Wpisy adnotacji regionów:
━━━━━━

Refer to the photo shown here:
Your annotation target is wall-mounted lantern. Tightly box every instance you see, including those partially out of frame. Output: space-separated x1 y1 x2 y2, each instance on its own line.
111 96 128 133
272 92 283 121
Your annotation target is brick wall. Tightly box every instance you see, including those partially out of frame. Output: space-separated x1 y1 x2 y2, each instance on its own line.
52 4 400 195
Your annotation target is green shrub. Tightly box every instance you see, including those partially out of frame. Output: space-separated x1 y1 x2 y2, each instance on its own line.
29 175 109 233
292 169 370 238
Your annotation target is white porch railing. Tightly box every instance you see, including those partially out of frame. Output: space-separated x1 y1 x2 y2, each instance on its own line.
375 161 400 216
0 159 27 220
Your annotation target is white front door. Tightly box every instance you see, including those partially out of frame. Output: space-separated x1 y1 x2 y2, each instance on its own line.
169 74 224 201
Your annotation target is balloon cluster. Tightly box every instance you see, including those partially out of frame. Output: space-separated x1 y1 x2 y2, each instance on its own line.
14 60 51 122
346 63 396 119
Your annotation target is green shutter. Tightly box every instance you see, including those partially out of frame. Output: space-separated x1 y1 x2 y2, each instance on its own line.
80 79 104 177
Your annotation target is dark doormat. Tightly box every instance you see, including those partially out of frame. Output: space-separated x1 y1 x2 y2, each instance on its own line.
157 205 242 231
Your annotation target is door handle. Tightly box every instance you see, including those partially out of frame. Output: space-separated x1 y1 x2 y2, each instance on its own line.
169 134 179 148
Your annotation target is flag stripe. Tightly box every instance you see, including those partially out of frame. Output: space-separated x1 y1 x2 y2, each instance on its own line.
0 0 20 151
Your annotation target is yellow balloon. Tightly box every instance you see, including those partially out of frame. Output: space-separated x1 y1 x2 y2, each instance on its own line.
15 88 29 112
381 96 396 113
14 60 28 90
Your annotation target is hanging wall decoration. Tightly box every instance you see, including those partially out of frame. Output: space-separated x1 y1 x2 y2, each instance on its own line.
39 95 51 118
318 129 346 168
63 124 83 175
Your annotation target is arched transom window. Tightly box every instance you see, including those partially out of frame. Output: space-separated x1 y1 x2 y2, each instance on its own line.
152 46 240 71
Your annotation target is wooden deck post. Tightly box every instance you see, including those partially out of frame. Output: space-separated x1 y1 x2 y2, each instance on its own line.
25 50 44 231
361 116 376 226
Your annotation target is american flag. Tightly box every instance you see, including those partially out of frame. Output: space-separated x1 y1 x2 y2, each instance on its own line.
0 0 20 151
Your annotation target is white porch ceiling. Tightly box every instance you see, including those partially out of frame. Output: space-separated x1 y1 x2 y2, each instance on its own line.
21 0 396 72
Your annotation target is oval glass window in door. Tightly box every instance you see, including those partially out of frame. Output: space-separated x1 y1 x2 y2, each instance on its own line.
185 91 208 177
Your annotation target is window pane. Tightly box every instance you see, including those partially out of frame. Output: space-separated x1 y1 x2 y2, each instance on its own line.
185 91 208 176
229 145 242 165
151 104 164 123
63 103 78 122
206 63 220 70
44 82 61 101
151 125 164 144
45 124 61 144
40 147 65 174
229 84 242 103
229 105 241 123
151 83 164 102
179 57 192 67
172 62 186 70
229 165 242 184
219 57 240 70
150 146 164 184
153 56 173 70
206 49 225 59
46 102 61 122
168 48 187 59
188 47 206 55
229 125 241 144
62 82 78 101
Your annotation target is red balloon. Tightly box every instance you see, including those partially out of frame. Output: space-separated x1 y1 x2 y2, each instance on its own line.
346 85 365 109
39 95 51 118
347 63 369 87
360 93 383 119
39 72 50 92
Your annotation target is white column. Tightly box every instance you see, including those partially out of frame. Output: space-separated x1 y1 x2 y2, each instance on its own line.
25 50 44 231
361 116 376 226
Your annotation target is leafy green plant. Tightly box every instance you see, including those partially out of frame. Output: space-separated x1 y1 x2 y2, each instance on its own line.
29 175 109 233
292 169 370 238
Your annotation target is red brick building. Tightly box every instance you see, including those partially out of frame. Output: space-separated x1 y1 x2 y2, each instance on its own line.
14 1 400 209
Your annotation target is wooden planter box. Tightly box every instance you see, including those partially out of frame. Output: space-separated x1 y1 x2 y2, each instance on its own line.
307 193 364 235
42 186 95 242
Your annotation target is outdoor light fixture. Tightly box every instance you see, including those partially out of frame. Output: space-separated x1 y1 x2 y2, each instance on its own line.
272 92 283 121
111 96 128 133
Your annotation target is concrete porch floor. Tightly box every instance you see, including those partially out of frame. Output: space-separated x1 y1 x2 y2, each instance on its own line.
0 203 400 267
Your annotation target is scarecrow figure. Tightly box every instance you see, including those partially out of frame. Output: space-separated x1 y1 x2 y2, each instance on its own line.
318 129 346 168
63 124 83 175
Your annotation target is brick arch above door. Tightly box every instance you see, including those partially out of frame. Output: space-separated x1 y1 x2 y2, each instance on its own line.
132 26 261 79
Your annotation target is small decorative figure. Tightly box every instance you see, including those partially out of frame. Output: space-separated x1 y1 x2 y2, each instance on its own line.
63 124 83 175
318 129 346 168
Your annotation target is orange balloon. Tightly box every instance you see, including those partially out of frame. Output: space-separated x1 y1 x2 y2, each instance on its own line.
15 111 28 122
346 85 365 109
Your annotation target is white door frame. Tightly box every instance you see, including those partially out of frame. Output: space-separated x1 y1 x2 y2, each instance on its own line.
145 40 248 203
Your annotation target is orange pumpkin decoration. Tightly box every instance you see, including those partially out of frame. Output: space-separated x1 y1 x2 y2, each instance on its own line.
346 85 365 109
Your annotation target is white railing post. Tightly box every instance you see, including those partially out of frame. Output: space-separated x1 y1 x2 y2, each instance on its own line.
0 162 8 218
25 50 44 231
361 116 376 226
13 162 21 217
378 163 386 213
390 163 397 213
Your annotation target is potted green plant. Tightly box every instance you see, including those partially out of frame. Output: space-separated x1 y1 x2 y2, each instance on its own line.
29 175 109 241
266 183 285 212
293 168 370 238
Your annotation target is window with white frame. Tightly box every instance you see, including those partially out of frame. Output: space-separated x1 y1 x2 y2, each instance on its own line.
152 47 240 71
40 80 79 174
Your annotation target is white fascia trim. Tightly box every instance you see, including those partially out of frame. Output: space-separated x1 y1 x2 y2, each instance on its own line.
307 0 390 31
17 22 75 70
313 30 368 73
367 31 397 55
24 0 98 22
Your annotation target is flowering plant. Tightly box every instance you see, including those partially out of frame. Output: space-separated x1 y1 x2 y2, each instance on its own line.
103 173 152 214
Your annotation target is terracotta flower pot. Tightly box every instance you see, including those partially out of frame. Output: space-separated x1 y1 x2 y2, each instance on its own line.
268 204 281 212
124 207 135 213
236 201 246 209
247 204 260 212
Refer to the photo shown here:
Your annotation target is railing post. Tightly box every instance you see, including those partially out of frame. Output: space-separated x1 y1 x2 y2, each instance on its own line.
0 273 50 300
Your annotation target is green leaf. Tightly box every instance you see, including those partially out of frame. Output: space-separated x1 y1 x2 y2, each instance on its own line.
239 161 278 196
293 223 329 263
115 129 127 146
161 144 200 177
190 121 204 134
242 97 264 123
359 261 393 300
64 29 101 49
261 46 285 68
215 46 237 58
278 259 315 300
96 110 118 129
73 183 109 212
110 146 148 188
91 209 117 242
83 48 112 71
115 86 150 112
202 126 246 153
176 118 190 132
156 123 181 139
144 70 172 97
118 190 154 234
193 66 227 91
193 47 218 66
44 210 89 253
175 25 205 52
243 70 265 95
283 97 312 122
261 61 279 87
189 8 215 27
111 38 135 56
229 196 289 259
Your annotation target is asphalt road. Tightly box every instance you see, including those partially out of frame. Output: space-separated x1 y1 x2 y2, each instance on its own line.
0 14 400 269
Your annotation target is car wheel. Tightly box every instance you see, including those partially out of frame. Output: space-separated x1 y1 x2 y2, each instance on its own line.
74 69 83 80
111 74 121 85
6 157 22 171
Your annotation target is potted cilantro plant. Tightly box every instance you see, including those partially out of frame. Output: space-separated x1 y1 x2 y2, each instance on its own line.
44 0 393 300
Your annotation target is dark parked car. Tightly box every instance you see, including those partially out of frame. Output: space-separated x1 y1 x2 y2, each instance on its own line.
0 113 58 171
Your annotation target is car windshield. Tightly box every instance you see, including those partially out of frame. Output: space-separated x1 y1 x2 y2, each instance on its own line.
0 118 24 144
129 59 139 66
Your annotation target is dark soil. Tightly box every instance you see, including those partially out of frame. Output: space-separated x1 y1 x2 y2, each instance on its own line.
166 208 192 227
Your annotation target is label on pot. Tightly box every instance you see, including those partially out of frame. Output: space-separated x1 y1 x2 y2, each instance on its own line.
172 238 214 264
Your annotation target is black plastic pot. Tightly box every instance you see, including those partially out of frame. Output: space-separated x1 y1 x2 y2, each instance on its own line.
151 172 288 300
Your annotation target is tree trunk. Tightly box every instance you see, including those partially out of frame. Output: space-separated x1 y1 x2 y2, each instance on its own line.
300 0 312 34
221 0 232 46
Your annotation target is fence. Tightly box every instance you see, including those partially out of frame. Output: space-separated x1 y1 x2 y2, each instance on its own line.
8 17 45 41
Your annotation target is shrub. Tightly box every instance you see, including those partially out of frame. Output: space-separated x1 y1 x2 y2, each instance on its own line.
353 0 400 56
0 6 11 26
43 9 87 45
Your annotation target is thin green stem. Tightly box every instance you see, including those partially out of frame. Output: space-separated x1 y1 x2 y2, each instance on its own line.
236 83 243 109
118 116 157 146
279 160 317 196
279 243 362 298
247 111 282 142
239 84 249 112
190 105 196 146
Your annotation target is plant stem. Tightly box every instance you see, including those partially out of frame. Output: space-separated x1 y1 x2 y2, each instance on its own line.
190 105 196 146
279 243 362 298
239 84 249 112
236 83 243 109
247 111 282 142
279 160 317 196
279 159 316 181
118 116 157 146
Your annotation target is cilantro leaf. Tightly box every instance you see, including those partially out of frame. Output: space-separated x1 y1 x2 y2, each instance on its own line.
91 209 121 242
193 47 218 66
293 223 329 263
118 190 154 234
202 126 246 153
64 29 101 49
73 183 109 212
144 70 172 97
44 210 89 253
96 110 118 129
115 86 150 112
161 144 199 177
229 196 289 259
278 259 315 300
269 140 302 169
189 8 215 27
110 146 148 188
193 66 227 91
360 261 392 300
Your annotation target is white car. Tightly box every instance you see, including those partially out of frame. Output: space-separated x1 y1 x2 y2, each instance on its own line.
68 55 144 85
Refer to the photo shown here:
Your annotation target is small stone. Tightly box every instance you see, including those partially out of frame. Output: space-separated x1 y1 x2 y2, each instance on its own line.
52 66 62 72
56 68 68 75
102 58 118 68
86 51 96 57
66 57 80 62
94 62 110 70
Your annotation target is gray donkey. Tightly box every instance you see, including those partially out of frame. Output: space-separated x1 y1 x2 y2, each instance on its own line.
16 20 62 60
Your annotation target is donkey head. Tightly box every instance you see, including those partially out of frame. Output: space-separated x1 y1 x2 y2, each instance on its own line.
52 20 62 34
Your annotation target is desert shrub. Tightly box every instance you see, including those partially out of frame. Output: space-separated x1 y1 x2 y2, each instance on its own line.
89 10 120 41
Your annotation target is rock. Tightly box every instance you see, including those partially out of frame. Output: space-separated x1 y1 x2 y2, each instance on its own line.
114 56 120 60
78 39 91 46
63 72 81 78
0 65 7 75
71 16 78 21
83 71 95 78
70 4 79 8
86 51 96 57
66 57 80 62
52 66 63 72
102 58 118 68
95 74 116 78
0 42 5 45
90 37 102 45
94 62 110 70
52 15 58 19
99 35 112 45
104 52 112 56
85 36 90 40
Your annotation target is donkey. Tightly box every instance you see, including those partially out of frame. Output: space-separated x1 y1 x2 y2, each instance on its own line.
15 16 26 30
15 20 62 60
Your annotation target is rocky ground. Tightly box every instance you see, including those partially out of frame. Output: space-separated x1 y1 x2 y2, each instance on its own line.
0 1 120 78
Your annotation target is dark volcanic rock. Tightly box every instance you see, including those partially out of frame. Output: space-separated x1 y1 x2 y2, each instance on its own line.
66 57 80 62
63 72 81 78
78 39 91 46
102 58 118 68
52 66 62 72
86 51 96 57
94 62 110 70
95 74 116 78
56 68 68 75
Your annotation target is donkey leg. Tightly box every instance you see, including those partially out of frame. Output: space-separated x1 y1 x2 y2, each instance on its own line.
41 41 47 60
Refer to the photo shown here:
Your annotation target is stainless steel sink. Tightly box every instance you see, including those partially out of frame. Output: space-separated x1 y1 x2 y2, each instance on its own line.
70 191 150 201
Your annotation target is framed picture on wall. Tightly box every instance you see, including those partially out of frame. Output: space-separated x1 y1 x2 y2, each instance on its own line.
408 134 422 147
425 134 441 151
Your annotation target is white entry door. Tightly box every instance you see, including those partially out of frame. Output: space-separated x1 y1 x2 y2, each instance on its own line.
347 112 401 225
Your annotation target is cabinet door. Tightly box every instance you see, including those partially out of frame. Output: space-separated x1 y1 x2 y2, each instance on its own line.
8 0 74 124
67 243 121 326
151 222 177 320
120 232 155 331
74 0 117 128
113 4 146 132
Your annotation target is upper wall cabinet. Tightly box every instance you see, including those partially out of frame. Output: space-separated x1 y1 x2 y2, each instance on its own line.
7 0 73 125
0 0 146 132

━━━━━━

Opis zadania:
Przepisz dosłownie wszystkie wiersze od samego początku aż do wiersza zawierającego "169 74 224 201", łącznie z nim.

Odpowiedź:
Refer to the photo shown here:
Your annotation target is wall-mounted lantern. Tightly box every instance you see, including those partially out of frame. Output: space-separated x1 y1 x2 y2, each instance on its own line.
111 96 128 133
272 92 283 121
Your annotation target is brick wall. Tightly box every instance you see, including those partially out of frame. Output: space-separated x1 y1 x2 y2, each instance on its own line.
52 4 400 195
Your annotation target is green shrub. Tightly box every instance you see, including those partially out of frame. Output: space-separated x1 y1 x2 y2, each instance on its own line.
29 175 109 233
292 169 370 238
Your annotation target is white porch railing. Tightly box every instance you see, including those partially out of frame. Output: space-separated x1 y1 x2 y2, each instance on its own line.
375 161 400 216
0 159 27 220
Your annotation target is white front door. Tightly box every instance you see, including those partially out of frame. Output: space-separated x1 y1 x2 y2, each instance on its own line.
169 74 224 201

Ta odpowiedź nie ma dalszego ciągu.